Document passage
--- BEGIN ---

[jira] [Updated] (FLINK-11046) ElasticSearch6Connector cause thread blocked when index failed with retry

luoguohao (JIRA) Sun, 02 Dec 2018 18:26:19 -0800


     [ 
https://issues.apache.org/jira/browse/FLINK-11046?page=com.atlassian.jira.plugin.system.issuetabpanels:all-tabpanel
 ]


luoguohao updated FLINK-11046:
------------------------------
    Description: 
When i'm using es6 sink to index into es, bulk process with some exception 
catched, and  i trying to reindex the document with the call 
`indexer.add(action)` in the `ActionRequestFailureHandler.onFailure()` method, 
but things goes incorrect. The call thread stuck there, and with the thread 
dump, i saw the `bulkprocessor` object was locked by other thread. 
{code:java}
public interface ActionRequestFailureHandler extends Serializable {

 void onFailure(ActionRequest action, Throwable failure, int restStatusCode, 
RequestIndexer indexer) throws Throwable;

}
{code}
After i read the code implemented in the `indexer.add(action)`, i find that 
`synchronized` is needed on each add operation.
{code:java}
private synchronized void internalAdd(DocWriteRequest request, @Nullable Object 
payload) {
  ensureOpen();
  bulkRequest.add(request, payload);
  executeIfNeeded();
}
{code}
And, at i also noticed that `bulkprocessor` object would also locked in the 
bulk process thread. 

the bulk process operation is in the following code:
{code:java}
public void execute(BulkRequest bulkRequest, long executionId) {
    Runnable toRelease = () -> {};
    boolean bulkRequestSetupSuccessful = false;
    try {
        listener.beforeBulk(executionId, bulkRequest);
        semaphore.acquire();
        toRelease = semaphore::release;
        CountDownLatch latch = new CountDownLatch(1);
        retry.withBackoff(consumer, bulkRequest, new 
ActionListener<BulkResponse>() {
            @Override
            public void onResponse(BulkResponse response) {
                try {
                    listener.afterBulk(executionId, bulkRequest, response);
                } finally {
                    semaphore.release();
                    latch.countDown();
                }
            }

            @Override
            public void onFailure(Exception e) {
                try {
                    listener.afterBulk(executionId, bulkRequest, e);
                } finally {
                    semaphore.release();
                    latch.countDown();
                }
            }
        }, Settings.EMPTY);
        bulkRequestSetupSuccessful = true;
       if (concurrentRequests == 0) {
           latch.await();
        }
    } catch (InterruptedException e) {
        Thread.currentThread().interrupt();
        logger.info(() -> new ParameterizedMessage("Bulk request {} has been 
cancelled.", executionId), e);
        listener.afterBulk(executionId, bulkRequest, e);
    } catch (Exception e) {
        logger.warn(() -> new ParameterizedMessage("Failed to execute bulk 
request {}.", executionId), e);
        listener.afterBulk(executionId, bulkRequest, e);
    } finally {
        if (bulkRequestSetupSuccessful == false) {  // if we fail on 
client.bulk() release the semaphore
            toRelease.run();
        }
    }
}
{code}
As the read line i marked above, i think, that's the reason why the retry 
operation thread was block, because the the bulk process thread never release 
the lock on `bulkprocessor`.  and, i also trying to figure out why the field 
`concurrentRequests` was set to zero. And i saw the the initialize for 
bulkprocessor in class `ElasticsearchSinkBase`:
{code:java}
protected BulkProcessor buildBulkProcessor(BulkProcessor.Listener listener) {
 ...

--- END ---

Stated exercise 1
List the parameter names declared for the onFailure method in the ActionRequestFailureHandler interface in the issue report.
Stated exercise 2
In the issue report, rewrite the passage that begins at the words "void onFailure(ActionRequest action, Throwable" and stops after "each add operation.", changing "add operation" to "insertion".

Record extracts
--- BEGIN ---

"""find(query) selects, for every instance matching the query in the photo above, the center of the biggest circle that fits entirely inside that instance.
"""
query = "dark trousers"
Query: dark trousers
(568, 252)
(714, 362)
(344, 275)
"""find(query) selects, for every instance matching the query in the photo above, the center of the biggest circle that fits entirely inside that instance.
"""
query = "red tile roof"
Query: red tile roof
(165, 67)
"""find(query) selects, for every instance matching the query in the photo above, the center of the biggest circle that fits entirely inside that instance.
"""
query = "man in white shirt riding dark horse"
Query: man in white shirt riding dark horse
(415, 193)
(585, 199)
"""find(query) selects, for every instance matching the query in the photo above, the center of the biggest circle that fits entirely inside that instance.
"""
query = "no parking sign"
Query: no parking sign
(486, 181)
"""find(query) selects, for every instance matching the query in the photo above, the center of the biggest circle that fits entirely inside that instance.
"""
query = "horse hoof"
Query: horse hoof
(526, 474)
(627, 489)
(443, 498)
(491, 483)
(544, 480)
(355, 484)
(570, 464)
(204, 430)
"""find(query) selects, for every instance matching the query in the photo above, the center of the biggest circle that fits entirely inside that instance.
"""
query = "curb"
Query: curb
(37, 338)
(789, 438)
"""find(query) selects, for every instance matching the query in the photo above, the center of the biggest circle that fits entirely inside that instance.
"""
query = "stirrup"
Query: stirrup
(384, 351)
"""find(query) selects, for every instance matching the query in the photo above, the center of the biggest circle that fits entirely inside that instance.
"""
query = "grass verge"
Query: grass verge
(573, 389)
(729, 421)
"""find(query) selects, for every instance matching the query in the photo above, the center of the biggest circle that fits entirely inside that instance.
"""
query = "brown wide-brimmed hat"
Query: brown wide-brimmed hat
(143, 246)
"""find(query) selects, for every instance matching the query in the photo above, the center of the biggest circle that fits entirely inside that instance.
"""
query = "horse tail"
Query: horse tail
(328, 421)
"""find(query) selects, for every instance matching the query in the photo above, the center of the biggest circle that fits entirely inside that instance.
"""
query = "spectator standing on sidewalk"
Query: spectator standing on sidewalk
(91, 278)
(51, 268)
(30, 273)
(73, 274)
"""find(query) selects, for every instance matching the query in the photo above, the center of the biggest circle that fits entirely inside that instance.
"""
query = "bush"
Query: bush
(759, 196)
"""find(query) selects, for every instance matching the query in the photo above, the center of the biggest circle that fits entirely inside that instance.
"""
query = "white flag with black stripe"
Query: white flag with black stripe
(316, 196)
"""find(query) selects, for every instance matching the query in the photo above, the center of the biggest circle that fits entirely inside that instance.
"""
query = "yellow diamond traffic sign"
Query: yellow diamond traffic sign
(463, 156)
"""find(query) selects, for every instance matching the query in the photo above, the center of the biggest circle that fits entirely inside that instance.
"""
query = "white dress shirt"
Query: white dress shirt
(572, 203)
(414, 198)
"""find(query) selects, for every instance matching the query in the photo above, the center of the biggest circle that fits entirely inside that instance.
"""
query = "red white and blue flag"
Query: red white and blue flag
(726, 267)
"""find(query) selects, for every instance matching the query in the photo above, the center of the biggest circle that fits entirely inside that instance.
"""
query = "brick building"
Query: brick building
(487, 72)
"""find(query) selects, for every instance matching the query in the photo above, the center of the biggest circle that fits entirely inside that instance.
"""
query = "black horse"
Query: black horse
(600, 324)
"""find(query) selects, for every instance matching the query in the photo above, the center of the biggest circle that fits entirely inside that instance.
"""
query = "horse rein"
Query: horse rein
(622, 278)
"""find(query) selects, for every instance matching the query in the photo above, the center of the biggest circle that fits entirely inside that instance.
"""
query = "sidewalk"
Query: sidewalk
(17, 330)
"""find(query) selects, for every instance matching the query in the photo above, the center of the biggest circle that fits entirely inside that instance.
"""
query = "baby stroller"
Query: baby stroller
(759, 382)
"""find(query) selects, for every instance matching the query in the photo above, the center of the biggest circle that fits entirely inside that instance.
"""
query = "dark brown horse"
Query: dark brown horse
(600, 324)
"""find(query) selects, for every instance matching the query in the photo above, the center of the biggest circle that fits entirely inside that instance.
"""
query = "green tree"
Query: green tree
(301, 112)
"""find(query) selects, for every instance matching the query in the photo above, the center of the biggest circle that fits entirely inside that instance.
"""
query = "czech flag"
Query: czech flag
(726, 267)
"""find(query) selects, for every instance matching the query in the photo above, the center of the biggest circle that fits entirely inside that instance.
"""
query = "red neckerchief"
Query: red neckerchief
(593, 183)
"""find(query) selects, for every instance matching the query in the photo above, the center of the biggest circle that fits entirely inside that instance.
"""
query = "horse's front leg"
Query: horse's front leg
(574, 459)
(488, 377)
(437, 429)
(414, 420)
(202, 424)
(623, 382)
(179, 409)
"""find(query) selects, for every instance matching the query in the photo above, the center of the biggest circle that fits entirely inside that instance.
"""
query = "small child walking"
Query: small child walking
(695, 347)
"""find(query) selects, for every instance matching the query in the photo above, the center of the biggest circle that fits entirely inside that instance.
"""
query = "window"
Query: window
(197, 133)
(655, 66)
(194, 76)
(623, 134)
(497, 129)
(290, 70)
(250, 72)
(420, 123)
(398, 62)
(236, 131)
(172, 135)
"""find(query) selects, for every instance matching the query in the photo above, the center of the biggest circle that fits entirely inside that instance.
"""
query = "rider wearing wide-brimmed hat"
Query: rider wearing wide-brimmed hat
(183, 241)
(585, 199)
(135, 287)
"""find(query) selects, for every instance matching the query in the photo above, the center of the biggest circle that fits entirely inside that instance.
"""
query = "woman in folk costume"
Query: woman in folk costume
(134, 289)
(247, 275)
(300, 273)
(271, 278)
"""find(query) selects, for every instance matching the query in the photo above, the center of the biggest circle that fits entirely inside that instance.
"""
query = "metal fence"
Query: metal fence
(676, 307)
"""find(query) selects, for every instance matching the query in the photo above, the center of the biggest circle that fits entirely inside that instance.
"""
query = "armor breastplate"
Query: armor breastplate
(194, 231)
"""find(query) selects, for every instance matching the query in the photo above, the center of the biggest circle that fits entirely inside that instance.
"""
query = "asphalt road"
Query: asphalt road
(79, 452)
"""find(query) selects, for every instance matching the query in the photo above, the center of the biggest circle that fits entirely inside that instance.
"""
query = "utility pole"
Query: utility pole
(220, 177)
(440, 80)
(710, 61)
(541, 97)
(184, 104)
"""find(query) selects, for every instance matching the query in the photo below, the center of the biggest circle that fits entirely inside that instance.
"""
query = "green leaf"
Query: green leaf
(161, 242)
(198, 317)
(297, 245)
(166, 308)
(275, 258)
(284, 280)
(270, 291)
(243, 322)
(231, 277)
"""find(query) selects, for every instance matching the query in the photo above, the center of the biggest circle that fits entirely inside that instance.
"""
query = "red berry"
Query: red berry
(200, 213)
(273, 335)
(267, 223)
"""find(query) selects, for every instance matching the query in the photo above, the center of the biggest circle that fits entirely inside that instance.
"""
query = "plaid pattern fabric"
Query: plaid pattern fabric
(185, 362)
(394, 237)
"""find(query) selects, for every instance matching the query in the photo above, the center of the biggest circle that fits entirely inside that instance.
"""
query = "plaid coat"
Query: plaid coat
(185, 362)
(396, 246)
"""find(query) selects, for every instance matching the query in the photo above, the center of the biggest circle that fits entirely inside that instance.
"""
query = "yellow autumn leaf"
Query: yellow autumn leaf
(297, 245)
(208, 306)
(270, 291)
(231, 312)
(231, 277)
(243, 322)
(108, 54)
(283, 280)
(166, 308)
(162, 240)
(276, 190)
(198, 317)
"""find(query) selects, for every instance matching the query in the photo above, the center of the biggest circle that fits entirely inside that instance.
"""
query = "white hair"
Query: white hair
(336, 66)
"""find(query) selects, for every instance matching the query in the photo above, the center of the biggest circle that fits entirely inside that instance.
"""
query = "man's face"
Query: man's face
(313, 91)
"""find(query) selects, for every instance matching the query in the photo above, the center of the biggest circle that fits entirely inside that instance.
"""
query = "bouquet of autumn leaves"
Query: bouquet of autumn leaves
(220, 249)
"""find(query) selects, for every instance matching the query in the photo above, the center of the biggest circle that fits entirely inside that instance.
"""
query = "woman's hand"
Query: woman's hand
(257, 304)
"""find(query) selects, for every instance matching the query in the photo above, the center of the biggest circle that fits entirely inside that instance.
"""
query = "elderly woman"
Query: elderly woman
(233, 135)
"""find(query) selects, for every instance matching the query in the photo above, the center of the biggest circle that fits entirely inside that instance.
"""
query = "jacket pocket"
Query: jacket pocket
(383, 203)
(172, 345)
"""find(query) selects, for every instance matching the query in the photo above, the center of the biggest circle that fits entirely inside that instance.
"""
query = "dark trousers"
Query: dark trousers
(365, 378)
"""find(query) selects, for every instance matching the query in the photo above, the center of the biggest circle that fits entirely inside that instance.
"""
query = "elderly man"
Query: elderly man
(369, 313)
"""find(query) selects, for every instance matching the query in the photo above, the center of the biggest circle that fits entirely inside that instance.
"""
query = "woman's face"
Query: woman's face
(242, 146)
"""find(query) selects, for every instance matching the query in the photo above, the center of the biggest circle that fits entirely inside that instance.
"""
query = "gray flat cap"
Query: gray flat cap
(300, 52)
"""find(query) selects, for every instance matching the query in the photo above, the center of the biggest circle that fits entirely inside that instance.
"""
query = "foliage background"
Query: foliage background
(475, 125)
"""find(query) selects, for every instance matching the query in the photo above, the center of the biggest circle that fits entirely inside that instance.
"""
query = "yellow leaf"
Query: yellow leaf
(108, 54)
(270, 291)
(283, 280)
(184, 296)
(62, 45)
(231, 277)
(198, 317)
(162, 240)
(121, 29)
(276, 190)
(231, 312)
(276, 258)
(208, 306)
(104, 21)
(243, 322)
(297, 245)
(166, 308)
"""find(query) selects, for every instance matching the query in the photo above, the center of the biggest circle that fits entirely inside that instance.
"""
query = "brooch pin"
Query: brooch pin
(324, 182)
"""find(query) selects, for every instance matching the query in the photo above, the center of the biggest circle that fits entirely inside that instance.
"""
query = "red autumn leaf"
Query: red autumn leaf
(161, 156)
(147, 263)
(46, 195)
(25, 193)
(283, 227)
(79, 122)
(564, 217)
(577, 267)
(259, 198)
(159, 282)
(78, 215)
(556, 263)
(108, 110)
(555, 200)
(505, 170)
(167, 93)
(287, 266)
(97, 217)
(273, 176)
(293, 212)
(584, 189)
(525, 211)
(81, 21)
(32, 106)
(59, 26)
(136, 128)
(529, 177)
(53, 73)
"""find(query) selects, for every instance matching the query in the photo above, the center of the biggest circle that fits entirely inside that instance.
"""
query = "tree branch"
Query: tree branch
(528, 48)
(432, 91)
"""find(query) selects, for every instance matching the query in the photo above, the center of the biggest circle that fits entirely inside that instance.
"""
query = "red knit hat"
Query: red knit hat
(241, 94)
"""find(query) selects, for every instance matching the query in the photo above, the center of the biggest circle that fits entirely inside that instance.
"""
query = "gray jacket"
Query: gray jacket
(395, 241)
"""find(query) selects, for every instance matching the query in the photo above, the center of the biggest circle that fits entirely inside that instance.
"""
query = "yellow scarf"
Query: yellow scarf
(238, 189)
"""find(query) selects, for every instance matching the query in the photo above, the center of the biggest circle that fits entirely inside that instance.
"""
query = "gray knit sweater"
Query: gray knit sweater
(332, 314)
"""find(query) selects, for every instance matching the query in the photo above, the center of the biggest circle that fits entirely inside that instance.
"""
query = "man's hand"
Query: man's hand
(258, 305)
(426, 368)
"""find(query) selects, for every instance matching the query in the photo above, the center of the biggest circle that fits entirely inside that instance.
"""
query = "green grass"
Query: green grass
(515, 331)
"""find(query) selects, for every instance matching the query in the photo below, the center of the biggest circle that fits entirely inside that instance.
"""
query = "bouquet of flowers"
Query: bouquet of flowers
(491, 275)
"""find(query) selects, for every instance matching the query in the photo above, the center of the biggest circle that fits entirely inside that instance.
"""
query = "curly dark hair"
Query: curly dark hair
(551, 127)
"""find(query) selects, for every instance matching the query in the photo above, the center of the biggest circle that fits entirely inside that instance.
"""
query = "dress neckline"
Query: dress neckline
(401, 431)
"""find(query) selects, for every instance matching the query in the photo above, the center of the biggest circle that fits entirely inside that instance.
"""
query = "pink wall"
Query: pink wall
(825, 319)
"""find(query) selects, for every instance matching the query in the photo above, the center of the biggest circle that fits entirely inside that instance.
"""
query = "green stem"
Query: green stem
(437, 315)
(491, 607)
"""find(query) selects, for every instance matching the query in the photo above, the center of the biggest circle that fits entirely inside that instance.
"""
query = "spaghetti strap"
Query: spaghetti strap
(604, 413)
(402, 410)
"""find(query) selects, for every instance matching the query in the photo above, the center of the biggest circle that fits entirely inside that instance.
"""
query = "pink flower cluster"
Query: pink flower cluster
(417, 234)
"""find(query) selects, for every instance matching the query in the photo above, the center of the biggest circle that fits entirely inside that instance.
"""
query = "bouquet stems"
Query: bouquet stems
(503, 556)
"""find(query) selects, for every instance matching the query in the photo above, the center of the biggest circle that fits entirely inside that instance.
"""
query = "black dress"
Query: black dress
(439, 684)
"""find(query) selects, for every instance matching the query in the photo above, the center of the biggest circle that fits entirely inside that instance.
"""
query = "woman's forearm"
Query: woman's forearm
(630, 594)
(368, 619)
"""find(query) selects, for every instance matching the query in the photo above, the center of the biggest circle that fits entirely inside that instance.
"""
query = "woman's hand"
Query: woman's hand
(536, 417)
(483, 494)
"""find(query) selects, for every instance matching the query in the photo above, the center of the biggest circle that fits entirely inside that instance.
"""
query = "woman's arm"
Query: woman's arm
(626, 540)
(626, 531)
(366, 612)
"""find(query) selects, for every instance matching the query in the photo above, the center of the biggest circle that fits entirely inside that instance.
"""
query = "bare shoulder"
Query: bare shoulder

--- END ---

Task output 1
action, failure, restStatusCode, indexer

Task output 2
void onFailure(ActionRequest action, Throwable failure, int restStatusCode, 
RequestIndexer indexer) throws Throwable;

}
{code}
After i read the code implemented in the `indexer.add(action)`, i find that 
`synchronized` is needed on each insertion.